begin EXCERPT

UNITED STATES

SECURITIES AND EXCHANGE COMMISSION

Washington, D.C. 20549

 

 

FORM 8-K

 

 

CURRENT REPORT

Pursuant to Section 13 or Section 15(d)

of the Securities Exchange Act of 1934

Date of Report (Date of earliest event reported): January 1, 2019

 

 

EMPIRE RESORTS, INC.

(Exact name of registrant as specified in its charter)

 

 

 

Delaware   001-12522   13-3714474

(State or other jurisdiction

of incorporation)

 

(Commission

File Number)

 

(IRS Employer

Identification No.)

 

c/o Monticello Casino and Raceway, State Route 17B,

P.O. Box 5013, Monticello, NY

  12701
(Address of principal executive offices)   (Zip Code)

Registrant’s telephone number, including area code: (845) 807-0001

Not Applicable

(Former name or former address, if changed since last report)

 

 

Check the appropriate box below if the Form 8-K filing is intended to simultaneously satisfy the filing obligation to the registrant under any of the following provisions:

 

Written communications pursuant to Rule 425 under the Securities Act (17 CFR 230.425)

 

Soliciting material pursuant to Rule 14a-12 under the Exchange Act (17 CFR 240.14a-12)

 

Pre-commencement communications pursuant to Rule 14d-2(b) under the Exchange Act (17 CFR 240.14d-2(b))

 

Pre-commencement communications pursuant to Rule 13e-4(c) under the Exchange Act (17 CFR 240.13e-4(c))

Indicate by check mark whether the registrant is an emerging growth company as defined in Rule 405 of the Securities Act of 1933 (§230.405 of this chapter) or Rule 12b-2 of the Securities Exchange Act of 1934 (§240.12b-2 of this chapter).

Emerging growth company  ☐

If an emerging growth company, indicate by check mark if the registrant has elected not to use the extended transition period for complying with any new or revised financial accounting standards provided pursuant to Section 13(a) of the Exchange Act.  ☐

 

 

 


Item 5.08. Shareholder Director Nominations.

end EXCERPT
begin MATERIAL SHOWN

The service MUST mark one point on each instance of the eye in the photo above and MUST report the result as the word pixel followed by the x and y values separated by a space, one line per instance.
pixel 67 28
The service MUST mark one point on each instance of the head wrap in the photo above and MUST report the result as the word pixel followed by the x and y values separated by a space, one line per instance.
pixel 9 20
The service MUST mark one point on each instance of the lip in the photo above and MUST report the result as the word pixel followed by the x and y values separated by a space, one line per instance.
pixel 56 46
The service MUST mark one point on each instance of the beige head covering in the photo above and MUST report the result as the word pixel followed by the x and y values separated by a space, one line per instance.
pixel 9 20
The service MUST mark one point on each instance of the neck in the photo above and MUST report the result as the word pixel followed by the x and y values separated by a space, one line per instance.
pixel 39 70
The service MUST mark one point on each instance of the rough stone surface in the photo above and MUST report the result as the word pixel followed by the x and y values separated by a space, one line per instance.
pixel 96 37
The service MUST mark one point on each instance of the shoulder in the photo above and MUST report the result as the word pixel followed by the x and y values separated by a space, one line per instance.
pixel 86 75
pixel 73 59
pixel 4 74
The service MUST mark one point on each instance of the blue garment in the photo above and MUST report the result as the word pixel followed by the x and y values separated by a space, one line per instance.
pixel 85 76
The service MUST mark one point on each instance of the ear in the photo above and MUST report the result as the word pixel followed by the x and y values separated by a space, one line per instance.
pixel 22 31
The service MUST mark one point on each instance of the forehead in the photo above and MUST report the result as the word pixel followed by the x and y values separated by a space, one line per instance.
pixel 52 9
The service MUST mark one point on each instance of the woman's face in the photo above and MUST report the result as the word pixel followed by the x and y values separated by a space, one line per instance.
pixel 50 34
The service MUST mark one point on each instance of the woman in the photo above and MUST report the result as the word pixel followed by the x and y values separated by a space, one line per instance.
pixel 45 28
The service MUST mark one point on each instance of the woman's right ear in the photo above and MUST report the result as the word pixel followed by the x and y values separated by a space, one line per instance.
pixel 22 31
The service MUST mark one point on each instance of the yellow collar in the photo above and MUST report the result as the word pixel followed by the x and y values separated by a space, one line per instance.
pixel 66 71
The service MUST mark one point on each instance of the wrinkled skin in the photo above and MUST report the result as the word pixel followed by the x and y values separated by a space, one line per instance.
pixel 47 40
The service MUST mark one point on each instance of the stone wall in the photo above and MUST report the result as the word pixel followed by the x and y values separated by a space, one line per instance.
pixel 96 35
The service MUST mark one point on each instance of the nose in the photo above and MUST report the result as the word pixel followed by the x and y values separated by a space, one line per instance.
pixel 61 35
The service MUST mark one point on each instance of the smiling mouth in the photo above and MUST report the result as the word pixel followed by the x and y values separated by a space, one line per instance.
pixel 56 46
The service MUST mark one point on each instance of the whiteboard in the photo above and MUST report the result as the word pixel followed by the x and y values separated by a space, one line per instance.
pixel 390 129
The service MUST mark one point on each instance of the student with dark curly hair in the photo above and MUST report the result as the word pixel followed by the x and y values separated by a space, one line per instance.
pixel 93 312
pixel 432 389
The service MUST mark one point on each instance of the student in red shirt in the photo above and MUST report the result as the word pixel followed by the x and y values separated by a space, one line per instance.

end MATERIAL SHOWN

#### WHAT IS EXPECTED
Write out the stretch of the Empire Resorts Form 8-K from "P.O. Box 5013, Monticello, NY" through "since last report)", word for word.

#### EXERCISE OUTPUT
P.O. Box 5013, Monticello, NY

  12701
(Address of principal executive offices)   (Zip Code)

Registrant’s telephone number, including area code: (845) 807-0001

Not Applicable

(Former name or former address, if changed since last report)